(Stated task):
Retype all the records with nothing changed.

------ Data for this task

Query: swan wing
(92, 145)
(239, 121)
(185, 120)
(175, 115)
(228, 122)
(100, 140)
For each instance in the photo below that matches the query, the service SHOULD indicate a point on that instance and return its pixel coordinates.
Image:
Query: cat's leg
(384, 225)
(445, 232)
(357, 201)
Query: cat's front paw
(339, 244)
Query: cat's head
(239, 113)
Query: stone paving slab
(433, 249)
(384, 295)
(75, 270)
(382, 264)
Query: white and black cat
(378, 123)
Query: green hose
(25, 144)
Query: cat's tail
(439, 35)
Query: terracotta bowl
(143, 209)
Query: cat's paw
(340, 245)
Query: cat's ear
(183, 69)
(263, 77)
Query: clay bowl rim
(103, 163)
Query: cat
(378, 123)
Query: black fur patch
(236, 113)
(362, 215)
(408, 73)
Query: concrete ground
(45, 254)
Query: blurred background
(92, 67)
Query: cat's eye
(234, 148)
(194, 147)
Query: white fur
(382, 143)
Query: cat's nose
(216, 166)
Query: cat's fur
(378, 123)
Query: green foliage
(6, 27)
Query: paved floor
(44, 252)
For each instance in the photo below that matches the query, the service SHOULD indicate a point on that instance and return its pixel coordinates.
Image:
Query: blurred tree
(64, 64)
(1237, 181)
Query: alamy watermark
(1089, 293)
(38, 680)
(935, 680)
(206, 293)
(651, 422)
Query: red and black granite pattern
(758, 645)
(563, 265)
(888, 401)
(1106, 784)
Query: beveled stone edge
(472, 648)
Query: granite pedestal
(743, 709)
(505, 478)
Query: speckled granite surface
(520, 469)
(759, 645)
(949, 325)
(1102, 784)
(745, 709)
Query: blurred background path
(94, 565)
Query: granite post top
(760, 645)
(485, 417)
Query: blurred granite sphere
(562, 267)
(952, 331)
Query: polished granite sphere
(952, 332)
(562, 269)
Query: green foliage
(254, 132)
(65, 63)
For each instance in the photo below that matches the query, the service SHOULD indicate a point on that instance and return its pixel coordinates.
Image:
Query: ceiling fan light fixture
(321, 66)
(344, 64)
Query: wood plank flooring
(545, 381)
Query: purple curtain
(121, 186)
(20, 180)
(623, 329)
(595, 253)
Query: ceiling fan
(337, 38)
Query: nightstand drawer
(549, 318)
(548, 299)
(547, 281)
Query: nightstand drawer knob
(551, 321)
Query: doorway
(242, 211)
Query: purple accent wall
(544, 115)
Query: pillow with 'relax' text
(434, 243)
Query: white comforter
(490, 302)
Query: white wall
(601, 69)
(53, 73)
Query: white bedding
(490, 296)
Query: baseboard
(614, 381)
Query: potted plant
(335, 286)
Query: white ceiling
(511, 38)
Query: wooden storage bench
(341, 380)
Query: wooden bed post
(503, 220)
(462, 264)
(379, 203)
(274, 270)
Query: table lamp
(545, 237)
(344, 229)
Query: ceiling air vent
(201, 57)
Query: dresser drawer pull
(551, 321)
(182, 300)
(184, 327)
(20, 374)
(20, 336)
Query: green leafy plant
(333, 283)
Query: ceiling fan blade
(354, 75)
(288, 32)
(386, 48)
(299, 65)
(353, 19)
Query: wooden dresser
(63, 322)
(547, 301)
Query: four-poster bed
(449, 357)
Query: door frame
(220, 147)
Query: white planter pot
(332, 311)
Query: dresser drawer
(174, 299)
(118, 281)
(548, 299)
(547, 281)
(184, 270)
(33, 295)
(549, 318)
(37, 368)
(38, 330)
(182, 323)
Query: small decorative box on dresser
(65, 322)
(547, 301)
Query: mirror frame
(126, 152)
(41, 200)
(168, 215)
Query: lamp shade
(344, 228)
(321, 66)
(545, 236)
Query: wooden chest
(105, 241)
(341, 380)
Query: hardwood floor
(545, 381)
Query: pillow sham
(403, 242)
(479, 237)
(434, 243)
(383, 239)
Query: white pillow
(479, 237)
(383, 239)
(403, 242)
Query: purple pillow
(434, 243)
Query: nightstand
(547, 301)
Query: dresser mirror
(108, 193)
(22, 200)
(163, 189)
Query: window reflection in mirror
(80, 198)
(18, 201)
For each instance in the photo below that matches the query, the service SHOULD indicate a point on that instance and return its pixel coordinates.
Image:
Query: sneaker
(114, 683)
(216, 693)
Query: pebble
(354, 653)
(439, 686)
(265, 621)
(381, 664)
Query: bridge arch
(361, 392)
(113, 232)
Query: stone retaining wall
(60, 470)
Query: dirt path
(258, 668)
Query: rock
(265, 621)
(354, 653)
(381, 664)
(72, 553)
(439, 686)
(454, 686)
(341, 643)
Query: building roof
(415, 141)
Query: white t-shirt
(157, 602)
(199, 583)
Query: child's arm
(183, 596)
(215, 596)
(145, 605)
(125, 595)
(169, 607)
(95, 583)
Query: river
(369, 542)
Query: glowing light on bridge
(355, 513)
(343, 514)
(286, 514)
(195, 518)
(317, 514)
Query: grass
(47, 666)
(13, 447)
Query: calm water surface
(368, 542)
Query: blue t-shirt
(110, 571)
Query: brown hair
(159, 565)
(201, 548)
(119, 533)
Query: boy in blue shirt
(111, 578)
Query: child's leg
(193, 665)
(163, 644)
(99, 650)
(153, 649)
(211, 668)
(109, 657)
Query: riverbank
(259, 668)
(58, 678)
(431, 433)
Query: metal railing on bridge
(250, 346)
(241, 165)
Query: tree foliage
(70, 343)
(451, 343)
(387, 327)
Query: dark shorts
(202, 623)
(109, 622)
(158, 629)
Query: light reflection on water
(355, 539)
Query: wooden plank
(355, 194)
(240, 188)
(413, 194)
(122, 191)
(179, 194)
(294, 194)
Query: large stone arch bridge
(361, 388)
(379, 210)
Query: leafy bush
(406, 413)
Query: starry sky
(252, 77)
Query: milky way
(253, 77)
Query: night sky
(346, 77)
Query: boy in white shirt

------------

(Correct result):
Query: swan wing
(92, 145)
(239, 121)
(185, 120)
(175, 115)
(228, 122)
(100, 140)
For each instance in the photo below that matches the query, the service SHOULD indicate a point on that instance and return its pixel coordinates.
Image:
Query: cat's leg
(384, 225)
(445, 232)
(357, 201)
Query: cat's front paw
(339, 244)
Query: cat's head
(239, 113)
Query: stone paving slab
(433, 249)
(384, 295)
(75, 270)
(382, 264)
Query: white and black cat
(378, 123)
Query: green hose
(25, 144)
Query: cat's tail
(439, 35)
Query: terracotta bowl
(143, 209)
Query: cat's paw
(340, 245)
Query: cat's ear
(183, 69)
(263, 77)
Query: clay bowl rim
(103, 163)
Query: cat
(378, 123)
Query: black fur patch
(236, 113)
(362, 215)
(408, 73)
Query: concrete ground
(45, 254)
Query: blurred background
(92, 67)
Query: cat's eye
(234, 148)
(194, 147)
Query: white fur
(382, 143)
Query: cat's nose
(216, 166)
Query: cat's fur
(378, 123)
Query: green foliage
(6, 27)
Query: paved floor
(44, 252)
For each instance in the photo below that matches the query, the service SHOULD indicate a point on that instance and return its pixel coordinates.
Image:
Query: blurred tree
(64, 64)
(1237, 181)
Query: alamy watermark
(1089, 293)
(38, 680)
(935, 680)
(206, 293)
(651, 422)
Query: red and black granite pattern
(758, 645)
(563, 265)
(888, 401)
(1106, 784)
Query: beveled stone edge
(472, 648)
Query: granite pedestal
(743, 709)
(505, 478)
Query: speckled granite surface
(520, 469)
(759, 645)
(949, 325)
(1102, 784)
(745, 709)
Query: blurred background path
(94, 565)
Query: granite post top
(760, 645)
(485, 417)
Query: blurred granite sphere
(562, 267)
(952, 331)
Query: polished granite sphere
(952, 332)
(562, 269)
Query: green foliage
(254, 132)
(65, 63)
For each instance in the photo below that matches the query, the service SHOULD indicate a point on that instance and return its pixel coordinates.
Image:
Query: ceiling fan light fixture
(321, 66)
(344, 64)
Query: wood plank flooring
(545, 381)
Query: purple curtain
(121, 186)
(20, 180)
(623, 329)
(595, 253)
Query: ceiling fan
(337, 38)
Query: nightstand drawer
(549, 318)
(548, 299)
(547, 281)
Query: nightstand drawer knob
(551, 321)
Query: doorway
(242, 211)
Query: purple accent wall
(544, 115)
Query: pillow with 'relax' text
(434, 243)
Query: white comforter
(490, 302)
Query: white wall
(601, 69)
(53, 73)
Query: white bedding
(490, 296)
Query: baseboard
(614, 381)
Query: potted plant
(335, 286)
Query: white ceiling
(511, 38)
Query: wooden storage bench
(341, 380)
Query: wooden bed post
(503, 220)
(462, 264)
(379, 203)
(274, 270)
Query: table lamp
(545, 237)
(344, 229)
Query: ceiling air vent
(201, 57)
Query: dresser drawer pull
(551, 321)
(182, 300)
(184, 327)
(20, 374)
(20, 336)
Query: green leafy plant
(333, 283)
Query: ceiling fan blade
(354, 75)
(288, 32)
(386, 48)
(299, 65)
(353, 19)
Query: wooden dresser
(63, 322)
(547, 301)
Query: four-poster bed
(449, 357)
Query: door frame
(220, 147)
Query: white planter pot
(332, 311)
Query: dresser drawer
(174, 299)
(118, 281)
(548, 299)
(547, 281)
(184, 270)
(33, 295)
(549, 318)
(37, 368)
(38, 330)
(182, 323)
Query: small decorative box on dresser
(65, 322)
(547, 301)
Query: mirror frame
(126, 152)
(41, 200)
(168, 215)
Query: lamp shade
(344, 228)
(321, 66)
(545, 236)
Query: wooden chest
(105, 241)
(341, 380)
Query: hardwood floor
(545, 381)
Query: pillow sham
(403, 242)
(479, 237)
(434, 243)
(383, 239)
Query: white pillow
(479, 237)
(383, 239)
(403, 242)
Query: purple pillow
(434, 243)
Query: nightstand
(547, 301)
Query: dresser mirror
(108, 193)
(22, 200)
(163, 189)
Query: window reflection in mirror
(80, 198)
(18, 201)
For each instance in the photo below that matches the query, the service SHOULD indicate a point on that instance and return its pixel coordinates.
Image:
Query: sneaker
(114, 683)
(216, 693)
Query: pebble
(354, 653)
(439, 686)
(265, 621)
(381, 664)
Query: bridge arch
(361, 392)
(113, 232)
Query: stone retaining wall
(60, 470)
Query: dirt path
(258, 668)
Query: rock
(265, 621)
(354, 653)
(381, 664)
(72, 553)
(439, 686)
(454, 686)
(341, 643)
Query: building roof
(415, 141)
Query: white t-shirt
(157, 602)
(199, 583)
Query: child's arm
(183, 596)
(215, 596)
(145, 605)
(125, 595)
(169, 607)
(95, 583)
Query: river
(369, 542)
Query: glowing light on bridge
(355, 513)
(343, 514)
(286, 514)
(195, 518)
(317, 514)
Query: grass
(47, 666)
(13, 447)
Query: calm water surface
(368, 542)
Query: blue t-shirt
(110, 571)
Query: brown hair
(159, 565)
(201, 548)
(119, 533)
Query: boy in blue shirt
(111, 578)
Query: child's leg
(193, 665)
(163, 644)
(99, 650)
(153, 649)
(211, 668)
(109, 657)
Query: riverbank
(259, 668)
(58, 678)
(431, 433)
Query: metal railing on bridge
(250, 346)
(241, 165)
Query: tree foliage
(70, 343)
(451, 343)
(387, 327)
Query: dark shorts
(202, 623)
(109, 622)
(158, 629)
Query: light reflection on water
(355, 539)
Query: wooden plank
(355, 194)
(240, 188)
(413, 194)
(122, 191)
(179, 194)
(294, 194)
Query: large stone arch bridge
(361, 388)
(379, 210)
Query: leafy bush
(406, 413)
Query: starry sky
(252, 77)
Query: milky way
(253, 77)
Query: night sky
(346, 77)
Query: boy in white shirt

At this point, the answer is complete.